▶ **Task inputs**:
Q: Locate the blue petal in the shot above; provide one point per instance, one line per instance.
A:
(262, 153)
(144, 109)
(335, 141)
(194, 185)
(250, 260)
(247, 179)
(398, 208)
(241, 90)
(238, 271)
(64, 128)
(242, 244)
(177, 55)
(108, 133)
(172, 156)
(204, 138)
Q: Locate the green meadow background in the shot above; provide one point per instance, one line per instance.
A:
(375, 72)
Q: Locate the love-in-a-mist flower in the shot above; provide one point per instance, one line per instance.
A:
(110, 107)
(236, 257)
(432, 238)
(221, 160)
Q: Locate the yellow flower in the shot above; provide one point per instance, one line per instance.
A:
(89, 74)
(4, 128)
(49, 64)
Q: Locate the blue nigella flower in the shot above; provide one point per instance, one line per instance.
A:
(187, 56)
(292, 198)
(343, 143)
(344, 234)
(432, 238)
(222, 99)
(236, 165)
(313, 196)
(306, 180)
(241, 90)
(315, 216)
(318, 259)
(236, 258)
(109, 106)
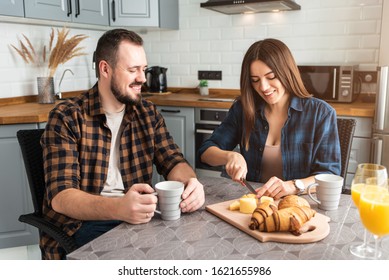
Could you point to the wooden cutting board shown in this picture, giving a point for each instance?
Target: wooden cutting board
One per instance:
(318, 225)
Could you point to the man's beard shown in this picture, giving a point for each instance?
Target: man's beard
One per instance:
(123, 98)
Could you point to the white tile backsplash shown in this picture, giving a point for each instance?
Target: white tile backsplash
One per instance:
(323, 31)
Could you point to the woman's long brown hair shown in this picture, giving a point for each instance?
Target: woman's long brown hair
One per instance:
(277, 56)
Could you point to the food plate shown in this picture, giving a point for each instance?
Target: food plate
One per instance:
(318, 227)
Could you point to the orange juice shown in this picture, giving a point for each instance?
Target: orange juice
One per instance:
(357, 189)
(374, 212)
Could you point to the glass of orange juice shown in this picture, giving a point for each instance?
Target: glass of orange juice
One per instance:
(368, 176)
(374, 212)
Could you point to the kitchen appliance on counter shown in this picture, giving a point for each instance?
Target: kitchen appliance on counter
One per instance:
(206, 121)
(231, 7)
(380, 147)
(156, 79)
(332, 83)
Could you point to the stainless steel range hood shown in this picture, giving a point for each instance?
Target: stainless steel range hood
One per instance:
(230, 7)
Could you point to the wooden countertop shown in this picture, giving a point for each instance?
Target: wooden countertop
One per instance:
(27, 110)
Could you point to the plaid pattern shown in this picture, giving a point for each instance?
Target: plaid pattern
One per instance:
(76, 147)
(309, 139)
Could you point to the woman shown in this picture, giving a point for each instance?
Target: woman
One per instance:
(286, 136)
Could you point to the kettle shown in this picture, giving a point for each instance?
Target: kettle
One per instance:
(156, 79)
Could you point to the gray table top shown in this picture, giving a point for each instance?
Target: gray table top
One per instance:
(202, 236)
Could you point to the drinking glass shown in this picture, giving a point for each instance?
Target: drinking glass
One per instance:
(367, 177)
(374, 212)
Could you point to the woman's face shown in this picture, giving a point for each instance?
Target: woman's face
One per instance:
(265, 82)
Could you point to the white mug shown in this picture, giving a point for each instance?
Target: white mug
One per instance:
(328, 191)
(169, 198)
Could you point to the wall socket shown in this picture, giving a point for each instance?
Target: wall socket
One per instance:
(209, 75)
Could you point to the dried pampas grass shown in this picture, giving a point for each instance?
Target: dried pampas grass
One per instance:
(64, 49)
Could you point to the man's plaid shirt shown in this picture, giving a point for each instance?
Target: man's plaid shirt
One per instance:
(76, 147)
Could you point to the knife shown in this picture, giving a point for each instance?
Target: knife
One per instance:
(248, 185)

...

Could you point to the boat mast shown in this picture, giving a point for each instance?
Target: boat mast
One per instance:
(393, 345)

▶ **What to do**:
All lines in the entries above that include "shot" should be found and copied.

▶ **Answer box**:
Q: Locate the blue petal in the shot above; provide one point per instance, one line per instance.
Q: Locate the green meadow background in the shot above; provide one point per instance, one line per instance.
Q: Locate the love-in-a-mist flower in the shot above; provide one point per instance, one line per instance.
Q: Locate the yellow flower in the shot above; provide one point per instance, one line per instance.
Q: Locate the blue nigella flower in the shot above; provide one point per instance, one line per instance.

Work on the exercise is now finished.